Tarefa -
Copie na íntegra o texto abaixo sobre a definição de saúde da OMS, sem nenhuma alteração.

Texto para análise -

Segre & Ferraz criticam ainda a divisão que a definição da OMS parece fazer entre mental, físico e social, quando já se sabe que tanto no processo de adoecimento do sujeito, bem como na manutenção da sua saúde, esses fatores não são passíveis de serem pensados como causais ou determinantes de forma isolada; mesmo a somatização é um processo decorrente da interação e coação dos três. Assim, afirmam que a partir dessa consciência pode ter surgido a ideia de “tratar o doente e não a doença, dando margem, [...] ao sucesso das chamadas ‘formas não tradicionais de medicina’ por visarem, essas técnicas, muito mais a afetividade do ‘sujeito’, do que a mera expressão somática de sua turbulência emocional.”. (pp. 540, ln. 20)
Afinal, deve-se ainda discutir o conceito de ‘qualidade de vida’ como algo intrínseco e passível de avaliação apenas subjetiva. Cada sujeito é que conhece sua realidade, então ele é o melhor juiz de uma ‘boa’ ou ‘má’ qualidade de sua própria vida. Óbvio que para a configuração de políticas públicas necessita-se de indicadores e é aqui que entram as estatísticas como fatores preponderantes. A doença seria então uma estatística e o doente um diferente dos ‘normais’? Deve-se ter cuidado, porque se pensarmos que sim abrimos margem a pensar que a intervenção deve ser feita independente da vontade do doente, subjugando sua autonomia, e, na tentativa de trazer-lhe de volta à saúde (entendida aqui como ausência de doença) levá-lo ao mal-estar, um ciclo infindável onde saudável e bem-estar não se encontram mesmo sendo ‘sinônimos’ na definição da OMS. Assim, os autores afirmam: “O que é o doente? Um ser humano diferente, que talvez tenha sua vida encurtada. O que é sofrimento? É dor, inteiramente subjetiva, qualquer que seja sua origem.”. (pp. 541, ln. 9)

Informações fornecidas -
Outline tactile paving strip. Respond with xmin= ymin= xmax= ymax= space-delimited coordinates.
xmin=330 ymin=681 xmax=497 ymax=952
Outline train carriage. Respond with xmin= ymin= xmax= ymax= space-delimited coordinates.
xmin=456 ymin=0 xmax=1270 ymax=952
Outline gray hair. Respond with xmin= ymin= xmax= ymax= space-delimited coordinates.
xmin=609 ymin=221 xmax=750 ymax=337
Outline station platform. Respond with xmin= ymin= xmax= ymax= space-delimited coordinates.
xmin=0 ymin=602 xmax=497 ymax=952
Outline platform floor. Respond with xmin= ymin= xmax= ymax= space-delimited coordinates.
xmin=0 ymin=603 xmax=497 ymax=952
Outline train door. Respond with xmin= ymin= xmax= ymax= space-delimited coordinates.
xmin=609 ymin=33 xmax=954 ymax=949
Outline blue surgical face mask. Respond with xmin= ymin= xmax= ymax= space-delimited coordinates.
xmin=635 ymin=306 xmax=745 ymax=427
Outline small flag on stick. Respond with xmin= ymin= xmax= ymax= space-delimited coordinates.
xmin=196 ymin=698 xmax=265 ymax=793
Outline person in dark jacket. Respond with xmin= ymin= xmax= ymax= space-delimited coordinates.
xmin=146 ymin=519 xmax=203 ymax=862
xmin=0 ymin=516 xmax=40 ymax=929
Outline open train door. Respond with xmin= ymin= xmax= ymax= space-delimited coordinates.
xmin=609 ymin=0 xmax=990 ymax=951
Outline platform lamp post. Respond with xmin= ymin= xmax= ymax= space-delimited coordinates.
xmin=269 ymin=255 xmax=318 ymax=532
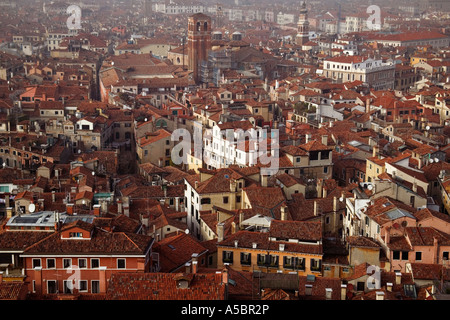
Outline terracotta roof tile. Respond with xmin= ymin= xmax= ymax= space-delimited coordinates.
xmin=106 ymin=273 xmax=226 ymax=300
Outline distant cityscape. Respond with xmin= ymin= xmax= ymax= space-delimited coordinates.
xmin=0 ymin=0 xmax=450 ymax=302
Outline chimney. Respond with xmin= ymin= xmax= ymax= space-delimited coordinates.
xmin=192 ymin=253 xmax=198 ymax=274
xmin=322 ymin=135 xmax=328 ymax=146
xmin=222 ymin=268 xmax=228 ymax=285
xmin=239 ymin=211 xmax=244 ymax=230
xmin=122 ymin=197 xmax=130 ymax=217
xmin=341 ymin=191 xmax=346 ymax=205
xmin=395 ymin=272 xmax=402 ymax=284
xmin=34 ymin=267 xmax=43 ymax=294
xmin=317 ymin=179 xmax=323 ymax=198
xmin=341 ymin=284 xmax=347 ymax=300
xmin=261 ymin=175 xmax=267 ymax=187
xmin=372 ymin=145 xmax=379 ymax=158
xmin=376 ymin=291 xmax=384 ymax=300
xmin=94 ymin=204 xmax=101 ymax=216
xmin=98 ymin=267 xmax=107 ymax=293
xmin=101 ymin=200 xmax=108 ymax=212
xmin=66 ymin=203 xmax=74 ymax=215
xmin=433 ymin=237 xmax=443 ymax=264
xmin=6 ymin=207 xmax=12 ymax=219
xmin=325 ymin=288 xmax=333 ymax=300
xmin=281 ymin=204 xmax=287 ymax=221
xmin=305 ymin=133 xmax=311 ymax=143
xmin=231 ymin=221 xmax=236 ymax=234
xmin=230 ymin=179 xmax=236 ymax=192
xmin=216 ymin=222 xmax=225 ymax=242
xmin=53 ymin=211 xmax=59 ymax=231
xmin=366 ymin=99 xmax=370 ymax=113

Resposta -
Segre & Ferraz criticam ainda a divisão que a definição da OMS parece fazer entre mental, físico e social, quando já se sabe que tanto no processo de adoecimento do sujeito, bem como na manutenção da sua saúde, esses fatores não são passíveis de serem pensados como causais ou determinantes de forma isolada; mesmo a somatização é um processo decorrente da interação e coação dos três. Assim, afirmam que a partir dessa consciência pode ter surgido a ideia de “tratar o doente e não a doença, dando margem, [...] ao sucesso das chamadas ‘formas não tradicionais de medicina’ por visarem, essas técnicas, muito mais a afetividade do ‘sujeito’, do que a mera expressão somática de sua turbulência emocional.”. (pp. 540, ln. 20)
Afinal, deve-se ainda discutir o conceito de ‘qualidade de vida’ como algo intrínseco e passível de avaliação apenas subjetiva. Cada sujeito é que conhece sua realidade, então ele é o melhor juiz de uma ‘boa’ ou ‘má’ qualidade de sua própria vida. Óbvio que para a configuração de políticas públicas necessita-se de indicadores e é aqui que entram as estatísticas como fatores preponderantes. A doença seria então uma estatística e o doente um diferente dos ‘normais’? Deve-se ter cuidado, porque se pensarmos que sim abrimos margem a pensar que a intervenção deve ser feita independente da vontade do doente, subjugando sua autonomia, e, na tentativa de trazer-lhe de volta à saúde (entendida aqui como ausência de doença) levá-lo ao mal-estar, um ciclo infindável onde saudável e bem-estar não se encontram mesmo sendo ‘sinônimos’ na definição da OMS. Assim, os autores afirmam: “O que é o doente? Um ser humano diferente, que talvez tenha sua vida encurtada. O que é sofrimento? É dor, inteiramente subjetiva, qualquer que seja sua origem.”. (pp. 541, ln. 9)